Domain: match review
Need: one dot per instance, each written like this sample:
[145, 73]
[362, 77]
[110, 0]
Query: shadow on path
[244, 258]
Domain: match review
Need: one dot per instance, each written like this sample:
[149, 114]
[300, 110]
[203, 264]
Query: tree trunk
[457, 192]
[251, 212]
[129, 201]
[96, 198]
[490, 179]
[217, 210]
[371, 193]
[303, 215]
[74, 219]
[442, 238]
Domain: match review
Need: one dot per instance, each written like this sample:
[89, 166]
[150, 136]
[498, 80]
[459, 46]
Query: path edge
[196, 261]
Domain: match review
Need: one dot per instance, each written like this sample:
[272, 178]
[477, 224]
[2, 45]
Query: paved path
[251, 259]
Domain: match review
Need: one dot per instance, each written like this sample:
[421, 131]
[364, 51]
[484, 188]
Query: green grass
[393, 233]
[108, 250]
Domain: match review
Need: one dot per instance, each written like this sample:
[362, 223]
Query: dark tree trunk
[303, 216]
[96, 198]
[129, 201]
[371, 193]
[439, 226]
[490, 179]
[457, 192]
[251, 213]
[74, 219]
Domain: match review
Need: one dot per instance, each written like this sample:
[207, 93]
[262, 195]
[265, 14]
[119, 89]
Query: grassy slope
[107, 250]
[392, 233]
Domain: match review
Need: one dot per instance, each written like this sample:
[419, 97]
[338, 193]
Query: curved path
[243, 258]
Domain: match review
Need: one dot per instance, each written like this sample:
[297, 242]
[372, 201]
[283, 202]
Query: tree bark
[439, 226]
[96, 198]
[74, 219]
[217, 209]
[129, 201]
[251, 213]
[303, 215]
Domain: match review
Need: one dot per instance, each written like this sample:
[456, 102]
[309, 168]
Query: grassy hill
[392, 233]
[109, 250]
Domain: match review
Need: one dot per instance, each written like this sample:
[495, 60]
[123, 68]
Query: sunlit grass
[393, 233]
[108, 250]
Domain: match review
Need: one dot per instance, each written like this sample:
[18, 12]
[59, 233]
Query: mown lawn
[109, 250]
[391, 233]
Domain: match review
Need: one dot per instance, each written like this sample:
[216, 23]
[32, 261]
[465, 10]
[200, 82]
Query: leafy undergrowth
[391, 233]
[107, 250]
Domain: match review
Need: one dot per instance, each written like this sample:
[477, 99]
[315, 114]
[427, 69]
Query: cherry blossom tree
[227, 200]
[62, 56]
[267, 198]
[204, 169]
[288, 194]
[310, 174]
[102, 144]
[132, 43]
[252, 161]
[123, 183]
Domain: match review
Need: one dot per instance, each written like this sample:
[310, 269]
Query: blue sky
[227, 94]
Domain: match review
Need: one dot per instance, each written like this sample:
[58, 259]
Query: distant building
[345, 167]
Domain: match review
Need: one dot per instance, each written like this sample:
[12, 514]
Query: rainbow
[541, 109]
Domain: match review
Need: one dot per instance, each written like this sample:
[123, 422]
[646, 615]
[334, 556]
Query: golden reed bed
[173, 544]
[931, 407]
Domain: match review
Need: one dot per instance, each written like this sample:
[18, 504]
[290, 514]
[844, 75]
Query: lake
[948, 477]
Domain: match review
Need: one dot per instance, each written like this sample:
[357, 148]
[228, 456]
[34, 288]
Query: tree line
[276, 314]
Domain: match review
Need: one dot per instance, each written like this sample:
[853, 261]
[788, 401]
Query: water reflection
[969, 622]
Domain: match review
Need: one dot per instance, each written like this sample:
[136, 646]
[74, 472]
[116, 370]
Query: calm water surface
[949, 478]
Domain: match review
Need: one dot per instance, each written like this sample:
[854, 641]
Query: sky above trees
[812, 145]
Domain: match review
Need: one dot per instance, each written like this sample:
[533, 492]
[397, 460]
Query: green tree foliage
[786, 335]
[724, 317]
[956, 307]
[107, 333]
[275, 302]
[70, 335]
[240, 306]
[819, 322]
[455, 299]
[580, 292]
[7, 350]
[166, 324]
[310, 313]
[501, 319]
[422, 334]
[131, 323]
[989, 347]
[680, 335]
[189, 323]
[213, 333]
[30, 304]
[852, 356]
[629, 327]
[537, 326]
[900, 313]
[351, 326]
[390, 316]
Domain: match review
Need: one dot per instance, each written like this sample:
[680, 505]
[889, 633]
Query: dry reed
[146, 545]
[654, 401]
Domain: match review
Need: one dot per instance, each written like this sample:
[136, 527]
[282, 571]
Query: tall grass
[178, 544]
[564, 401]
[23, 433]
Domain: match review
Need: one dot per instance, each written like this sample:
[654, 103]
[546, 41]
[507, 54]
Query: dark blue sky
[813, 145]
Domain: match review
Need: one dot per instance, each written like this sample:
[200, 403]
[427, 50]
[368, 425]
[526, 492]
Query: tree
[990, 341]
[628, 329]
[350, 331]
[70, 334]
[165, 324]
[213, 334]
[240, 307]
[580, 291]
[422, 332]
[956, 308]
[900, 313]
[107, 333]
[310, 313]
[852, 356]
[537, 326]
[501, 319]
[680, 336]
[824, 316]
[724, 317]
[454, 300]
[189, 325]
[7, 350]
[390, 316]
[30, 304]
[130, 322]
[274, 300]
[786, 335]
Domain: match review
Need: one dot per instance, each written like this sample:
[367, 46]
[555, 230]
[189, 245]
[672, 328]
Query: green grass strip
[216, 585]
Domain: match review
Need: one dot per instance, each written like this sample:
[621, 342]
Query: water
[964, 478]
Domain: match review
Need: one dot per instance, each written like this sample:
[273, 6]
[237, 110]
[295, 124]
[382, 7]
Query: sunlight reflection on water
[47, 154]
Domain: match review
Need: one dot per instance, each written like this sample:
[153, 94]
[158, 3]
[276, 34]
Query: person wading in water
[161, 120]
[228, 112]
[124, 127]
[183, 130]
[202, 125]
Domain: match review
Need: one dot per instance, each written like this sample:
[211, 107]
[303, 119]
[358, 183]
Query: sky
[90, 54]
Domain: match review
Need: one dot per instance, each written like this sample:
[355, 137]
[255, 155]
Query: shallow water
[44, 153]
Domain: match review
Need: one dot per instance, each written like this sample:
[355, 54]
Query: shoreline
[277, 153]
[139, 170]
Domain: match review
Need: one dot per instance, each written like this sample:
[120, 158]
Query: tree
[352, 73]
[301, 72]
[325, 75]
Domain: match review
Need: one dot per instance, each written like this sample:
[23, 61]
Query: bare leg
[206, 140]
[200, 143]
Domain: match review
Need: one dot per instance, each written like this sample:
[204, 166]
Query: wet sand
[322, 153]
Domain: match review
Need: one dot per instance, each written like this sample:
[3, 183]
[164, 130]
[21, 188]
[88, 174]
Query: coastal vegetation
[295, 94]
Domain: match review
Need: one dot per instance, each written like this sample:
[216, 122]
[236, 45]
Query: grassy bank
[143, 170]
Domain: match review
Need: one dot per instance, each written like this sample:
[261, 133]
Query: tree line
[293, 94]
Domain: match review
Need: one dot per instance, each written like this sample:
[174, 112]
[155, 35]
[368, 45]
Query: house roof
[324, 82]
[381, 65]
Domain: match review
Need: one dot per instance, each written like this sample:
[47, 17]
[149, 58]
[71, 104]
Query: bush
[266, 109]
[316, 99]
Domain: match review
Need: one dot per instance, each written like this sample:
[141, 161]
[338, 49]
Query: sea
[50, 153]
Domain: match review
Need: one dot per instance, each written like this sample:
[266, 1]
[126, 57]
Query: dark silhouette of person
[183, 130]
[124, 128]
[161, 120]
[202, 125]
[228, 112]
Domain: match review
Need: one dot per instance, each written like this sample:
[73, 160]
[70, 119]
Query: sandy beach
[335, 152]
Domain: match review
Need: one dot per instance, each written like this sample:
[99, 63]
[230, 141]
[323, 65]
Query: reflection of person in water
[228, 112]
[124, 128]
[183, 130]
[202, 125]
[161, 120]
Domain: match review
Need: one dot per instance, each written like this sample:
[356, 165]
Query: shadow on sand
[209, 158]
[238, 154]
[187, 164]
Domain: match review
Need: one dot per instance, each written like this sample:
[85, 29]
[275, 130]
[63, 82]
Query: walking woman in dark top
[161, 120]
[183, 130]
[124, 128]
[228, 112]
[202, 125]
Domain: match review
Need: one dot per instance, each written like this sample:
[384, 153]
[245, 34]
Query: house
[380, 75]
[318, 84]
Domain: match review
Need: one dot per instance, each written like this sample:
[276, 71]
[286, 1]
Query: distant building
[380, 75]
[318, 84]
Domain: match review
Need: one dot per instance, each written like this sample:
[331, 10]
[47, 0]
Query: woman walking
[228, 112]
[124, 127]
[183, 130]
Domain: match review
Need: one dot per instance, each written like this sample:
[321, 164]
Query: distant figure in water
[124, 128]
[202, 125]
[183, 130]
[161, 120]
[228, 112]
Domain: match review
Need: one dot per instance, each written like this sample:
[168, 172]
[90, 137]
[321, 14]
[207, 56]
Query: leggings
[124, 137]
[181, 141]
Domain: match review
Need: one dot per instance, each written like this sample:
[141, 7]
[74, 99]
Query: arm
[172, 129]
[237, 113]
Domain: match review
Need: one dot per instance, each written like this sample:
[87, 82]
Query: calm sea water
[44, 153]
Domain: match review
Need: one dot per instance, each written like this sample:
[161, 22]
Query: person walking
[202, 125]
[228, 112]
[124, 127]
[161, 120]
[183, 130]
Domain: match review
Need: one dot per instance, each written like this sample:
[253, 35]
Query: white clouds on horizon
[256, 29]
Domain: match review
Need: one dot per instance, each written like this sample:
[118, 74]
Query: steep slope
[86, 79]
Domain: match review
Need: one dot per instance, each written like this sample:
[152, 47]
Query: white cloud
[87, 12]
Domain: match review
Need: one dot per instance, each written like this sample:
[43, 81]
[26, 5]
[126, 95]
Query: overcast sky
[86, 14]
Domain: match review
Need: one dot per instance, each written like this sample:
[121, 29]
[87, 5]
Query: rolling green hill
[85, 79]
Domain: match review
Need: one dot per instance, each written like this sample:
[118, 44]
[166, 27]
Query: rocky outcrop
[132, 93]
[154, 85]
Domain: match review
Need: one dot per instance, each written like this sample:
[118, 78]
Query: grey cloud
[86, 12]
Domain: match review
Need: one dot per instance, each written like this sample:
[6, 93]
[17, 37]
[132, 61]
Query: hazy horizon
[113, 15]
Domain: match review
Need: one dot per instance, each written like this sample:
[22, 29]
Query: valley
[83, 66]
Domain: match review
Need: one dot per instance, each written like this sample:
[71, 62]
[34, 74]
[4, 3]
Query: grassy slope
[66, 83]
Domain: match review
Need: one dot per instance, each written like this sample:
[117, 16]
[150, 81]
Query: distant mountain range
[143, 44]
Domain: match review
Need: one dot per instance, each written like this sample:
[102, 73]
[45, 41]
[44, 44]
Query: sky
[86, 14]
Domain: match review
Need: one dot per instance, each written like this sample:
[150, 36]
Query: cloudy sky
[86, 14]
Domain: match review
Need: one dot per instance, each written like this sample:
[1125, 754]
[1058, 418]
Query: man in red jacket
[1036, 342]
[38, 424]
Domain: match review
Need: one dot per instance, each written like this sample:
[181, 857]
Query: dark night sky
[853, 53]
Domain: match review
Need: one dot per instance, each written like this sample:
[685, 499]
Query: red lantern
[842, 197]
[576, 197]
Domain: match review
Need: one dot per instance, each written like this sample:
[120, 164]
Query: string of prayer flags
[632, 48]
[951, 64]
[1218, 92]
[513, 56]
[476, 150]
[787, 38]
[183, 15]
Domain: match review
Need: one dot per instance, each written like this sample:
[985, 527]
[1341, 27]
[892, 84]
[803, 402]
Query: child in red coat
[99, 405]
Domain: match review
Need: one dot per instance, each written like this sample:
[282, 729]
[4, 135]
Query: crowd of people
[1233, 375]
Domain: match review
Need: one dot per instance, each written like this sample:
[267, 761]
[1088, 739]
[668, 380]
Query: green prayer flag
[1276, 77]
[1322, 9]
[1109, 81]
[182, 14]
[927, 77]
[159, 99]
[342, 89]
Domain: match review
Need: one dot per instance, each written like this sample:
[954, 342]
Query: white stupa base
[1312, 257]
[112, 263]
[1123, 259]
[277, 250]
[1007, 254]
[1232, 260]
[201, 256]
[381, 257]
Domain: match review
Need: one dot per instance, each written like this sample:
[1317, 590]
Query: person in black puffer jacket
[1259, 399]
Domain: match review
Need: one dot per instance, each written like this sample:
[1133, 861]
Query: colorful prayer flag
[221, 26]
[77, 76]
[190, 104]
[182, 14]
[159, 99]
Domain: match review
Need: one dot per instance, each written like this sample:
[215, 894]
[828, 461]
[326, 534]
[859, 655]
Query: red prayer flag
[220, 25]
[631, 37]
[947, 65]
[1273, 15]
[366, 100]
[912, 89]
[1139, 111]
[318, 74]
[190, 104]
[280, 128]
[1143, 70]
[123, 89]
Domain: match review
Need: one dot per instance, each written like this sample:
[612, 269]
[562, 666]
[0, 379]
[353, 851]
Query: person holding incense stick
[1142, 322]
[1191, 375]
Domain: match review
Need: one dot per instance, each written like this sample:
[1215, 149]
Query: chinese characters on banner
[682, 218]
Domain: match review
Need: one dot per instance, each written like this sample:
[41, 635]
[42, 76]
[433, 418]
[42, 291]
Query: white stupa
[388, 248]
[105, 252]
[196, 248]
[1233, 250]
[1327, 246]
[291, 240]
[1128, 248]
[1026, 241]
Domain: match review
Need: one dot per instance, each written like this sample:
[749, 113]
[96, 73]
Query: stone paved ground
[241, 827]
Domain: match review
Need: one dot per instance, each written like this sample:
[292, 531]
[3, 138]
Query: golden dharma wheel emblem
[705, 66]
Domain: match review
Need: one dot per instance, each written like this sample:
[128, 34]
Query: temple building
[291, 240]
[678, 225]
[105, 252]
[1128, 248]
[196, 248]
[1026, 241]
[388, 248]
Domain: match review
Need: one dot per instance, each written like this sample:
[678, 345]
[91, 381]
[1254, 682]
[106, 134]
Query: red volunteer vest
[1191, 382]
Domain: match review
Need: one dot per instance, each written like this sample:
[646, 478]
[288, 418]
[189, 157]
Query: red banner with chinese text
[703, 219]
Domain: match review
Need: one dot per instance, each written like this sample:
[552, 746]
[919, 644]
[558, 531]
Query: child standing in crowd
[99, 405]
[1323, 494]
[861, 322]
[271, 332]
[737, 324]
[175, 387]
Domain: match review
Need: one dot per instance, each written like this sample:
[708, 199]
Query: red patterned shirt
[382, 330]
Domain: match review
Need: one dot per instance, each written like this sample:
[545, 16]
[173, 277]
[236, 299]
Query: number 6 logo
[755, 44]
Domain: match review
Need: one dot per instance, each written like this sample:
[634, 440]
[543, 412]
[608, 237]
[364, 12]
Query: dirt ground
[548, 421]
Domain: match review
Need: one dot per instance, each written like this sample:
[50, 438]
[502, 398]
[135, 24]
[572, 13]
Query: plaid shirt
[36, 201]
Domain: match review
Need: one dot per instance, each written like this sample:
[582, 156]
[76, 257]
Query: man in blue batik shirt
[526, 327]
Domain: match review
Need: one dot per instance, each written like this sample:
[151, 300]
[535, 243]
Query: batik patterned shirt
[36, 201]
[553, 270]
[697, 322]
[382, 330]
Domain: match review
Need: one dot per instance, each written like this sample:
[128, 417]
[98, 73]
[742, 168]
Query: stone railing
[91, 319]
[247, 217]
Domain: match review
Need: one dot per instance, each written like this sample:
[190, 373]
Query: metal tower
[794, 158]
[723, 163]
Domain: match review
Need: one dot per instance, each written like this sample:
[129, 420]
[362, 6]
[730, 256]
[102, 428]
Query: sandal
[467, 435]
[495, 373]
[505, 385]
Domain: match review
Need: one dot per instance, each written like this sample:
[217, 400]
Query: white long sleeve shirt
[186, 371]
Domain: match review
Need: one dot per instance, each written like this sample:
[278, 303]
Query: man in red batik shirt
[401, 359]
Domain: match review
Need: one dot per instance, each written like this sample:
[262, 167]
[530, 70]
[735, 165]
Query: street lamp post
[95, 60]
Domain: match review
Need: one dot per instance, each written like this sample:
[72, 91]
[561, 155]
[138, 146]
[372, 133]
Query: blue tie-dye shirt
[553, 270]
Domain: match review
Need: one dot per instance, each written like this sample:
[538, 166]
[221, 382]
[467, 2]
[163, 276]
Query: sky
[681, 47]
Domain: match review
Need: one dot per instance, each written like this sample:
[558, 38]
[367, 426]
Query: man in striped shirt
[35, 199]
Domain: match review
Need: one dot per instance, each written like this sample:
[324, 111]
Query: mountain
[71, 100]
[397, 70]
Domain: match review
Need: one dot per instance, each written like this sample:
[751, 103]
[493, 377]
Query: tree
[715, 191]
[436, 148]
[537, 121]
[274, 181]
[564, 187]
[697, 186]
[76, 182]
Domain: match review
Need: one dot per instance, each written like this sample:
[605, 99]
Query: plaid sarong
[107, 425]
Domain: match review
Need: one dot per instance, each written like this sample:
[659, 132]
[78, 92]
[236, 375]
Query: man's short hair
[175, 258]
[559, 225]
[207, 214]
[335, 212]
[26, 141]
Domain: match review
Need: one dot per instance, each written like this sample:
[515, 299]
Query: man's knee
————————
• **TASK**: Return every line of the listing above that contains the word "golden", and note that case counts.

• **SOLUTION TO THE EXERCISE**:
Query: golden reed bed
Query: golden dharma wheel emblem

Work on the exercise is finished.